Data:
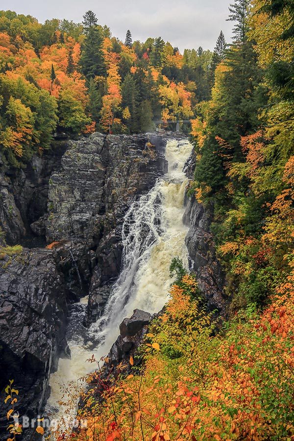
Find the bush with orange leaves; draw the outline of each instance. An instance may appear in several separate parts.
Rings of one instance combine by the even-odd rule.
[[[172,287],[142,348],[144,369],[133,366],[103,402],[92,397],[75,439],[293,439],[294,273],[263,314],[243,311],[216,336],[188,293],[195,284],[185,276]]]

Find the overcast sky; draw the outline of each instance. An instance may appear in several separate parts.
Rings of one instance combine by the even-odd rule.
[[[129,29],[133,39],[145,41],[160,36],[182,52],[185,48],[213,49],[220,30],[230,40],[232,23],[226,22],[232,0],[1,0],[1,9],[29,14],[43,23],[47,19],[82,21],[91,9],[99,24],[110,27],[113,36],[124,40]]]

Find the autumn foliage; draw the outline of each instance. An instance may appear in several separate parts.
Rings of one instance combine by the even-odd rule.
[[[247,309],[215,335],[191,276],[151,325],[142,369],[89,394],[76,439],[291,440],[294,436],[294,275],[260,315]]]

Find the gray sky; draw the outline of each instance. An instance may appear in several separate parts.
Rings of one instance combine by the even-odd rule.
[[[230,41],[232,23],[226,22],[232,0],[1,0],[1,9],[29,14],[43,23],[66,18],[80,22],[91,9],[113,36],[124,40],[129,29],[133,39],[144,41],[159,35],[181,51],[186,48],[213,49],[221,29]]]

What you will do:
Write out every line of the records above as a numbered list, skipping blank lines and leaving out the pictures.

Full response:
1. Find the bush with orange leaves; draw the outline of each instance. An instance may appear in several separate parts.
2. Rings of one instance combine by the even-odd rule.
3. [[[172,287],[142,348],[144,369],[133,366],[103,402],[92,397],[75,439],[293,439],[294,273],[263,314],[243,311],[216,336],[188,293],[195,284],[185,276]]]
4. Find the overcast sky; draw the outline of each instance. An instance may appear in several separate parts.
5. Rings of one instance combine by the even-odd rule.
6. [[[129,29],[133,39],[145,41],[160,36],[182,52],[185,48],[213,49],[220,30],[230,40],[232,23],[226,22],[232,0],[1,0],[1,9],[29,14],[43,23],[47,19],[82,21],[91,9],[99,24],[110,27],[113,36],[124,40]]]
7. Find the autumn foliage; draw the outline of each instance. An instance may appear in several separate parts.
8. Rings of one instance combine by the even-odd rule.
9. [[[247,309],[215,335],[191,276],[151,325],[142,369],[89,394],[76,439],[291,440],[294,436],[294,275],[260,315]]]
10. Find the gray sky; draw the outline of each instance. An instance may appear in several separate parts.
11. Rings of one instance combine by the even-odd rule.
12. [[[230,41],[232,23],[226,22],[232,0],[1,0],[1,9],[29,14],[43,23],[66,18],[80,22],[91,9],[113,36],[124,40],[129,29],[133,39],[144,41],[159,35],[181,51],[186,48],[213,49],[221,29]]]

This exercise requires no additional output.